■ Challenge a
Check each statement against the figure caption on Hβ clustering and answer yes or no, quoting the deciding words: (i) RPs 0–8 have significantly enhanced wings with an unaffected line core; (ii) the average quiet-Sun profile appears as a dotted black line; (iii) darker shades mark lower density.

─── Source document

Twenty-four RPs from the k-means clustering of the Hβ line that are identified as the signature of QSEB. The black lines show RPs, and shaded colored areas represent the density distribution of Hβ spectra within a cluster; darker shades indicate higher density. Within a particular cluster, the Hβ profile that is farthest (measured in Euclidean distance) from the corresponding RPs is shown by the dotted black line. As reference, the average quiet-Sun profile (gray line) is plotted in each panel. RPs 0–8 show the typical EB-like Hβ profiles, i.e., significantly enhanced wings and an unaffected line core, while RPs 9–15 display weak enhancement in the wings. RPs 15–23 show intensity enhancement in the line core. The parameter n represents the number of pixels in a cluster as the percentage of the total of ∼3.07 × 1010 pixels.

──────
─── Recorded data

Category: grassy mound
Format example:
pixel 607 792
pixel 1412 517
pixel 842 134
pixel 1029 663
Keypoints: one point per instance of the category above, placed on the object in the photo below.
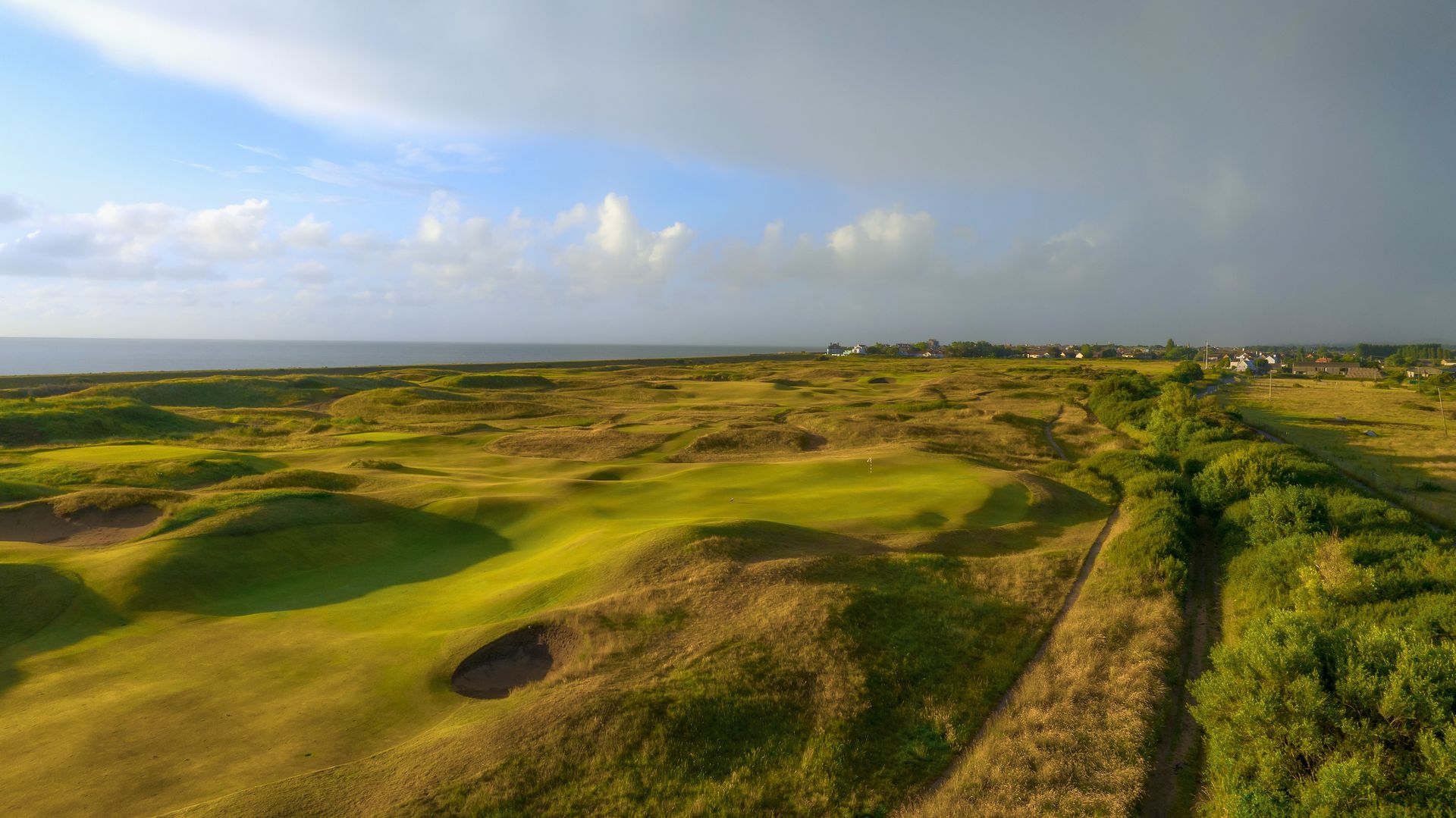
pixel 297 479
pixel 223 392
pixel 577 444
pixel 492 381
pixel 31 597
pixel 750 441
pixel 69 468
pixel 76 419
pixel 430 405
pixel 18 490
pixel 284 549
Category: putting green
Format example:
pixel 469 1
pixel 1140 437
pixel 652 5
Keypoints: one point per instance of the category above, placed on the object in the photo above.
pixel 273 634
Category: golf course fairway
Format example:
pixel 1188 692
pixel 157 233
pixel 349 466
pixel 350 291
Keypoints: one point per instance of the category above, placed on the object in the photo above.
pixel 764 585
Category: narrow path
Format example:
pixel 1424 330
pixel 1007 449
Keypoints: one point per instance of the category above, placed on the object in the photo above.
pixel 1174 781
pixel 1041 650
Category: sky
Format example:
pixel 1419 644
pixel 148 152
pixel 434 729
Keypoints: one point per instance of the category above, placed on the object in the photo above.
pixel 750 172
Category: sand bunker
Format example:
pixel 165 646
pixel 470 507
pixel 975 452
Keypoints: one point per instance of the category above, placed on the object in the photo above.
pixel 89 527
pixel 511 661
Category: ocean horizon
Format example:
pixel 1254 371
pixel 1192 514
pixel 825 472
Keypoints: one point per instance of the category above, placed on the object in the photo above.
pixel 96 356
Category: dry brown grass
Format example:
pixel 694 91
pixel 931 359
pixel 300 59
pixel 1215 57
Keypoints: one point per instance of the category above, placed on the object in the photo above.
pixel 577 444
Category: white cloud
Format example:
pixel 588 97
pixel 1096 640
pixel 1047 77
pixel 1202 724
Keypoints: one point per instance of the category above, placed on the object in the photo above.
pixel 449 158
pixel 310 271
pixel 363 175
pixel 140 240
pixel 308 233
pixel 620 251
pixel 232 232
pixel 12 208
pixel 261 150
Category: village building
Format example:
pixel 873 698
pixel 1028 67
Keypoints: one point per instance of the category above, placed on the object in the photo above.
pixel 1334 368
pixel 1427 371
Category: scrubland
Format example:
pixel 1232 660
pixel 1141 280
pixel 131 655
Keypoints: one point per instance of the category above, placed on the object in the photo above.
pixel 761 587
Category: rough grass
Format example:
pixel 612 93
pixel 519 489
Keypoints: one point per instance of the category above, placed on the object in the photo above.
pixel 492 381
pixel 577 444
pixel 1408 457
pixel 1076 734
pixel 762 631
pixel 162 473
pixel 79 419
pixel 748 443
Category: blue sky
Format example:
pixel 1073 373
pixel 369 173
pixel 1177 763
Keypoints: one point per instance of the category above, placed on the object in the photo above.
pixel 677 174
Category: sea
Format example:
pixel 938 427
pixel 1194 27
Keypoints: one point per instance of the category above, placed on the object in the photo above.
pixel 80 356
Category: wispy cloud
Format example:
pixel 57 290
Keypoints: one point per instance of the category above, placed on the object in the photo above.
pixel 261 150
pixel 12 208
pixel 364 175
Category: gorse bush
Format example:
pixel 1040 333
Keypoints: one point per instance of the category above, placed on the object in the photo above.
pixel 1122 400
pixel 1256 468
pixel 1335 689
pixel 1282 511
pixel 1310 719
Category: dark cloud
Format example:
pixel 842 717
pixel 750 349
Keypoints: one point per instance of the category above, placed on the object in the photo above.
pixel 1279 171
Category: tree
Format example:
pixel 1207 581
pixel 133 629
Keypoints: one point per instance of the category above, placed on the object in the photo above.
pixel 1185 371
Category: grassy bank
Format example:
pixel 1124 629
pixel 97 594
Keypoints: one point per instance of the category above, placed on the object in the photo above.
pixel 775 584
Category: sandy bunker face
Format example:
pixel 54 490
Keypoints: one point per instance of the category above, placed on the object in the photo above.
pixel 511 661
pixel 89 527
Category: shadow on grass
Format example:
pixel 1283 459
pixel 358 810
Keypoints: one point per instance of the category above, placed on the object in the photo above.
pixel 1052 511
pixel 302 552
pixel 41 610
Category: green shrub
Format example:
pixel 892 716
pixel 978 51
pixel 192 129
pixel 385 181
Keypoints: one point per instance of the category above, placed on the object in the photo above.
pixel 1310 719
pixel 1256 468
pixel 1282 511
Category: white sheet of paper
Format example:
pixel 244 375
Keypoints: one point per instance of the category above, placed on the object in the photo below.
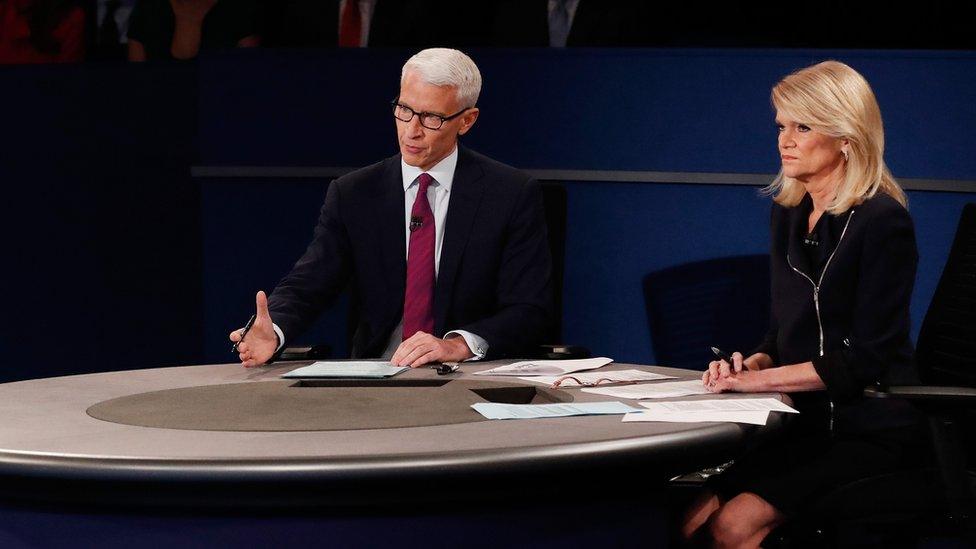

──────

■ Challenge b
In the rows, rewrite the span between the line holding "Category: scrubland" and the line holding "pixel 41 610", inclusive, switching "Format example" to "Sample format" wherever it occurs and changing nothing else.

■ Exercise output a
(i) Yes: "RPs 0–8 show the typical EB-like Hβ profiles, i.e., significantly enhanced wings and an unaffected line core"
(ii) No: "the average quiet-Sun profile (gray line) is plotted in each panel"
(iii) No: "darker shades indicate higher density"

■ Exercise output b
Category: scrubland
Sample format:
pixel 1232 660
pixel 1141 280
pixel 131 655
Keypoints: one point per instance of the category above, placed on the object in the photo above.
pixel 761 587
Category: rough grass
Sample format:
pixel 612 93
pixel 519 489
Keypoints: one point per instance of the category above, placed on the object in the photo above.
pixel 492 381
pixel 577 444
pixel 1408 457
pixel 1076 734
pixel 762 631
pixel 162 473
pixel 79 419
pixel 748 443
Category: blue sky
Sample format:
pixel 1073 373
pixel 369 173
pixel 1177 763
Keypoints: one point per instance of the category above, placed on the object in the photo above.
pixel 677 174
Category: sea
Sample format:
pixel 938 427
pixel 1194 27
Keypoints: one point per instance of the category above, placed on the object in the photo above.
pixel 80 356
Category: wispy cloud
Sample format:
pixel 57 290
Keypoints: one point per instance of the category above, placed on the object in the photo above.
pixel 261 150
pixel 12 208
pixel 364 175
Category: gorse bush
Sample format:
pixel 1040 333
Keypoints: one point per instance of the category above, placed on the object in the photo above.
pixel 1122 400
pixel 1256 468
pixel 1335 689
pixel 1282 511
pixel 1310 719
Category: dark cloud
Sample format:
pixel 842 717
pixel 750 349
Keypoints: one point per instance of the category above, placed on the object in the photo above.
pixel 1279 171
Category: tree
Sample format:
pixel 1207 581
pixel 133 629
Keypoints: one point per instance of the category above, placed on the object in the photo above.
pixel 1185 371
Category: grassy bank
Sample format:
pixel 1124 629
pixel 97 594
Keypoints: one point per instance of the category above, placed on the object in the photo above.
pixel 775 584
Category: sandy bunker face
Sample format:
pixel 54 490
Keypoints: one point per instance of the category above, placed on the object in the photo above.
pixel 511 661
pixel 89 527
Category: shadow on grass
Sample format:
pixel 1283 459
pixel 358 810
Keypoints: one point per instance of the category above, placed on the object in the photo above.
pixel 1052 511
pixel 302 552
pixel 41 610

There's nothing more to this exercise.